Rewrite all the entries below, replacing "put a pin on" with "place a marker on" wherever it occurs and leaving everything else unchanged. Leave the pictures out of your answer.
-------
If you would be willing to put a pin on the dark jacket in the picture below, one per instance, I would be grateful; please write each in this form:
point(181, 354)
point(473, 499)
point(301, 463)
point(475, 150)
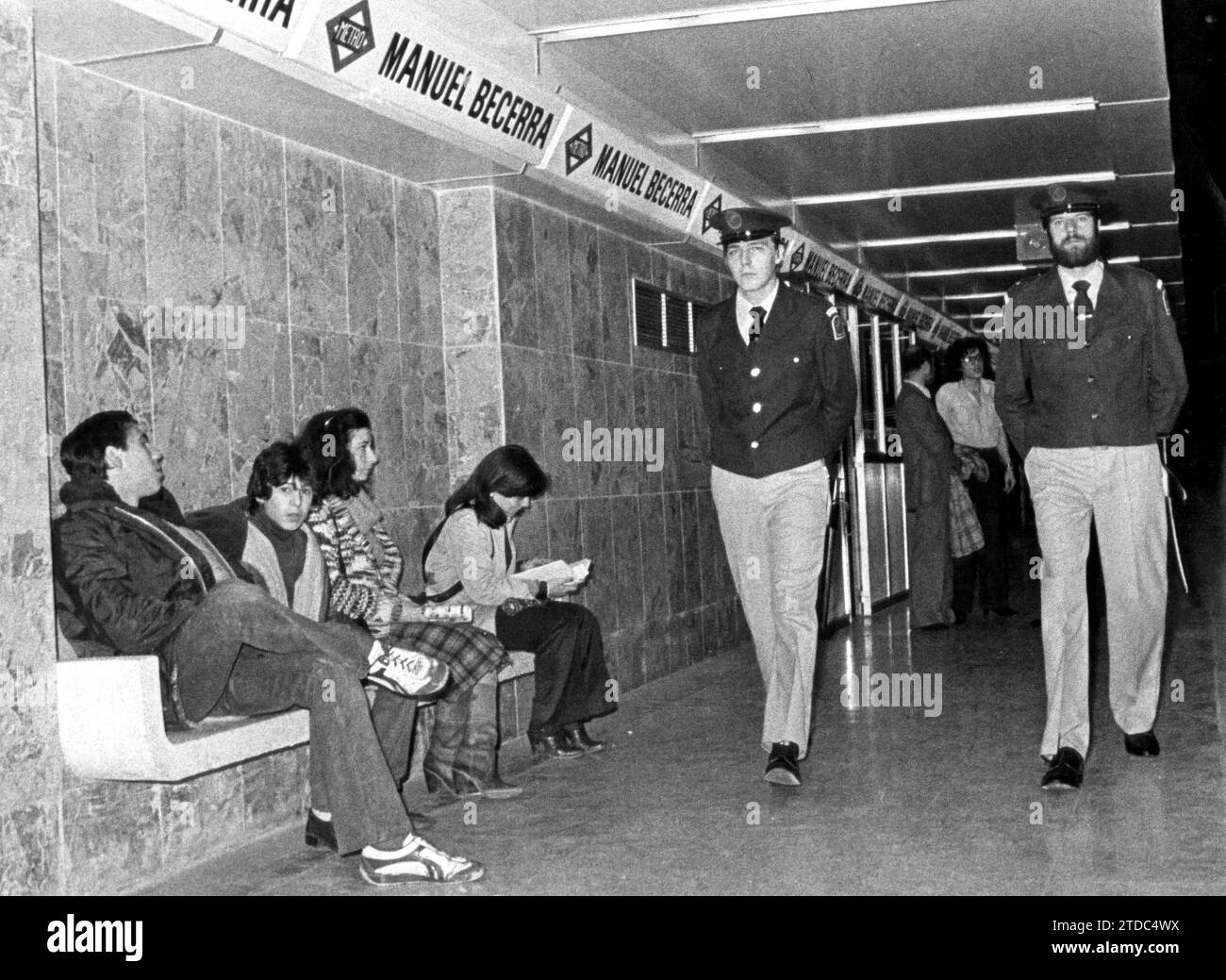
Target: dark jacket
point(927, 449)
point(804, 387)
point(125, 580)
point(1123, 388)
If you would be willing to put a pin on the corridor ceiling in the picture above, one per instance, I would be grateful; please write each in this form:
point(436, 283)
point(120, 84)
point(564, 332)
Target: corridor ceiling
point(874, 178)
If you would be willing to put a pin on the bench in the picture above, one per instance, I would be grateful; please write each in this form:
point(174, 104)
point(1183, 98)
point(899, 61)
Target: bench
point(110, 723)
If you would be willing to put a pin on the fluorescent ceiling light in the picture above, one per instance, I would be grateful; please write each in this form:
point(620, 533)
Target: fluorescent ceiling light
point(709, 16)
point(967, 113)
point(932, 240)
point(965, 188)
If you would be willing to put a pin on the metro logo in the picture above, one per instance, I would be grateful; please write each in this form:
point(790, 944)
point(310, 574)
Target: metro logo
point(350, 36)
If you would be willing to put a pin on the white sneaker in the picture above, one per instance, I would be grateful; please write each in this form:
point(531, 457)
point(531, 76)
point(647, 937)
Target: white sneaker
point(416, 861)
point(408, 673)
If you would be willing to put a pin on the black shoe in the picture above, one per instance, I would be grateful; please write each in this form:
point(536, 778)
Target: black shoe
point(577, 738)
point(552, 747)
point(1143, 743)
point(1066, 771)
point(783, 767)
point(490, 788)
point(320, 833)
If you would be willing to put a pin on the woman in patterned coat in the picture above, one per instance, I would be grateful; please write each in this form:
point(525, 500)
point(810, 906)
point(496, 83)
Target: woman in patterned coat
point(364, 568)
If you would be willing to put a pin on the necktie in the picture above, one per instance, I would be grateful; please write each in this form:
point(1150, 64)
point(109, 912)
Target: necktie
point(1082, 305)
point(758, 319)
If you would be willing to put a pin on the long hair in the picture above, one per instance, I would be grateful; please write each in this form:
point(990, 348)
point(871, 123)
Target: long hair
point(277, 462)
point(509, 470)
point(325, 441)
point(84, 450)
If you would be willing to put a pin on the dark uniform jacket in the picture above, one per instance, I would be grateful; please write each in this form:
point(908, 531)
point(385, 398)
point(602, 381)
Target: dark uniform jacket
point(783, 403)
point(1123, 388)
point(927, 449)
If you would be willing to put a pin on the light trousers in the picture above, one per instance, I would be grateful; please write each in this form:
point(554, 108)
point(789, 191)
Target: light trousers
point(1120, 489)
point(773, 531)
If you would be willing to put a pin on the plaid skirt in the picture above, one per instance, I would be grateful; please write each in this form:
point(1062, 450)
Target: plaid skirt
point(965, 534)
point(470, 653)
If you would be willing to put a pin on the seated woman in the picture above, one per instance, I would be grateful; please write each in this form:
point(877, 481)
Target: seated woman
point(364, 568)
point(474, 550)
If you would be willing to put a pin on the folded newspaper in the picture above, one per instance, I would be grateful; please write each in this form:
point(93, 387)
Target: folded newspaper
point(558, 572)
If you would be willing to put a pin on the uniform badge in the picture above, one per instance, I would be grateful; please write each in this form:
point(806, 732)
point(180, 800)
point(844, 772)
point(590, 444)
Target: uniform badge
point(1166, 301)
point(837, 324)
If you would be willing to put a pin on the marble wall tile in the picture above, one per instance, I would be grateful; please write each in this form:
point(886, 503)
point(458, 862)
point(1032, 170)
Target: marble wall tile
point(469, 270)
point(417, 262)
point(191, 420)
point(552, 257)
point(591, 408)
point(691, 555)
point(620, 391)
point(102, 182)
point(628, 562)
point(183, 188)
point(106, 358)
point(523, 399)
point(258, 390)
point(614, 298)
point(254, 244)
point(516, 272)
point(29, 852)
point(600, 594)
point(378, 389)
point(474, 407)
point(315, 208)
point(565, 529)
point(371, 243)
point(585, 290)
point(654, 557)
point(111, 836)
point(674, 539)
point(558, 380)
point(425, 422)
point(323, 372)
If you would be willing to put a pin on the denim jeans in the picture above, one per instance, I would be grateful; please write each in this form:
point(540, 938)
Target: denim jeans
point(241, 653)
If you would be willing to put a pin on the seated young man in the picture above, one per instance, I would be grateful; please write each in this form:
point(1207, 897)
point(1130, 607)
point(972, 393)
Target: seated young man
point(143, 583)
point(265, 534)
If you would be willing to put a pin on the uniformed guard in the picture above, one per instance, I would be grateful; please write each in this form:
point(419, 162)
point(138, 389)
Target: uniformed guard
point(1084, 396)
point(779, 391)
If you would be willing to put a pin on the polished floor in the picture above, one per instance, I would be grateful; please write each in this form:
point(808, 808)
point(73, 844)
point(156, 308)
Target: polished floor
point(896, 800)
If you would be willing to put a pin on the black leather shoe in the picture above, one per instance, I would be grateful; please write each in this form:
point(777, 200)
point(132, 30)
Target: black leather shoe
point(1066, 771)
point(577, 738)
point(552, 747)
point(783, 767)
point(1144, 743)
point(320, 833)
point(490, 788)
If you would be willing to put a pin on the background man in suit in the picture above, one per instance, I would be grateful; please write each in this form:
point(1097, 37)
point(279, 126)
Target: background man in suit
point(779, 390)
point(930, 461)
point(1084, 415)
-------
• FINISHED EXERCISE:
If you would be willing to place a marker on the dark jacket in the picture below, one per instance, I would be grateful; please write each in this form:
point(181, 354)
point(473, 499)
point(301, 463)
point(475, 150)
Target: dark jacket
point(927, 449)
point(804, 387)
point(125, 580)
point(1123, 388)
If you would be willing to place a marker on the corridor ceiling in the picture above, one per instance, I would be grateful; please write each in this form:
point(436, 283)
point(120, 84)
point(564, 332)
Target: corridor ceiling
point(874, 178)
If you would be willing to place a marker on the bench in the picture above, one per instance, I would be grateful; please write each in this form:
point(174, 104)
point(1183, 98)
point(899, 61)
Target: bench
point(110, 723)
If you would be willing to place a marker on the fluorescent ceiling light in the picture above, one per instance, I would be grateful; please write each in this form:
point(620, 533)
Target: fluorescent ceiling light
point(709, 16)
point(967, 113)
point(932, 240)
point(965, 188)
If you would be willing to place a marker on the metro logo in the picture above, one per instance, I would be grateful; please write each in this form:
point(790, 944)
point(310, 574)
Target: metro logo
point(350, 36)
If you would be willing to place a marker on the white sneaker in the picture above, one per instance, I would be grateful; please write each in this form:
point(531, 457)
point(531, 76)
point(647, 937)
Target: white sneaker
point(416, 861)
point(408, 673)
If you would be willing to place a marker on the black shoe in the picture above, one per instance, I would be grateful; please write each in this form:
point(536, 778)
Target: black shoe
point(577, 738)
point(552, 747)
point(1143, 743)
point(1066, 771)
point(783, 767)
point(490, 788)
point(320, 833)
If you would be willing to place a marker on the woman in patterned coat in the picture above, one per instance, I would be grateful; please write each in this form:
point(525, 500)
point(810, 906)
point(496, 83)
Target: woman in patterned coat
point(364, 568)
If you would be willing to place a marker on the necktie in the picture above, one per instance, I would be grateful; please write each in this form:
point(1150, 64)
point(109, 912)
Target: necktie
point(1082, 305)
point(758, 319)
If you would be willing to place a marker on the long hair in the picture above, one per instance, I would be grateful; please write each in this form:
point(990, 348)
point(871, 123)
Target: long hair
point(277, 462)
point(509, 470)
point(325, 441)
point(84, 450)
If you would be willing to place a marker on the dark uniform jacket in the picture above, one per instance, I would be grateful; please write each in this form:
point(908, 531)
point(385, 398)
point(602, 381)
Target: dark uniform jacket
point(783, 403)
point(1123, 388)
point(927, 449)
If you would be willing to place a marker on the light trousers in the picture above, one per instance, I would be grateful; please write each in this form:
point(554, 108)
point(789, 191)
Target: light trousers
point(1120, 489)
point(773, 531)
If you would be willing to place a marker on the plaid skirt in the picture above, one per instance, I would be grateful; please write each in this form:
point(1062, 450)
Target: plaid skirt
point(965, 534)
point(470, 653)
If you would be willing to place a marker on the seated woman in the picture above, one per instance, I would be grateful; please write each in this form:
point(877, 481)
Target: seated woman
point(364, 568)
point(474, 550)
If you would be willing to place a marker on the folded newspaper in the picture above, one per instance, I would be grateful; please write each in this form:
point(93, 387)
Target: folded newspaper
point(558, 572)
If you would be willing to place a marker on the uniform badge in the picture above, one per instance, I would be grateful; please write each in this form:
point(806, 732)
point(180, 800)
point(844, 772)
point(590, 444)
Target: uniform badge
point(1166, 301)
point(837, 324)
If you would be willing to place a marker on the marble wall tile in the picture above, one per instance, I would be grateful; please write each in this form:
point(886, 503)
point(458, 862)
point(1032, 170)
Target: marble wall tile
point(469, 270)
point(417, 262)
point(191, 420)
point(552, 257)
point(591, 408)
point(691, 555)
point(620, 391)
point(102, 182)
point(628, 562)
point(183, 188)
point(106, 358)
point(523, 399)
point(258, 390)
point(614, 298)
point(254, 244)
point(516, 272)
point(29, 852)
point(600, 594)
point(378, 389)
point(474, 407)
point(315, 208)
point(565, 529)
point(371, 243)
point(585, 290)
point(654, 557)
point(111, 836)
point(674, 539)
point(558, 380)
point(425, 422)
point(323, 372)
If you would be willing to place a marker on the denim jeans in the picture above, one per instance, I would be grateful; please write each in this form:
point(540, 938)
Target: denim jeans
point(241, 653)
If you would be willing to place a marker on the seated young man in the picture above, one per instance, I would be grateful; please write each in this form:
point(1207, 897)
point(1130, 607)
point(972, 393)
Target: seated young man
point(143, 583)
point(265, 534)
If you would be willing to place a marker on the uniformed guard in the picture above, one per instance, I would be grateful; please write each in this form:
point(419, 162)
point(138, 389)
Target: uniformed guard
point(1084, 396)
point(779, 391)
If you would be willing to place a marker on the polished floor in the picture above, one per instance, I would be grateful; please write each in this form:
point(808, 808)
point(73, 844)
point(156, 308)
Target: polished floor
point(896, 800)
If you would be willing to place a marker on the black leather shoe in the picture above, one per instance, I would be grateful; please write each in this form:
point(777, 200)
point(132, 30)
Target: black leather shoe
point(1066, 771)
point(577, 738)
point(552, 747)
point(783, 767)
point(1144, 743)
point(320, 833)
point(490, 788)
If you would be willing to place a marker on the background man in suit in the picture above, one per instance, I would be grateful; please write each in this form:
point(1097, 37)
point(279, 126)
Target: background man in suit
point(779, 390)
point(930, 461)
point(1084, 415)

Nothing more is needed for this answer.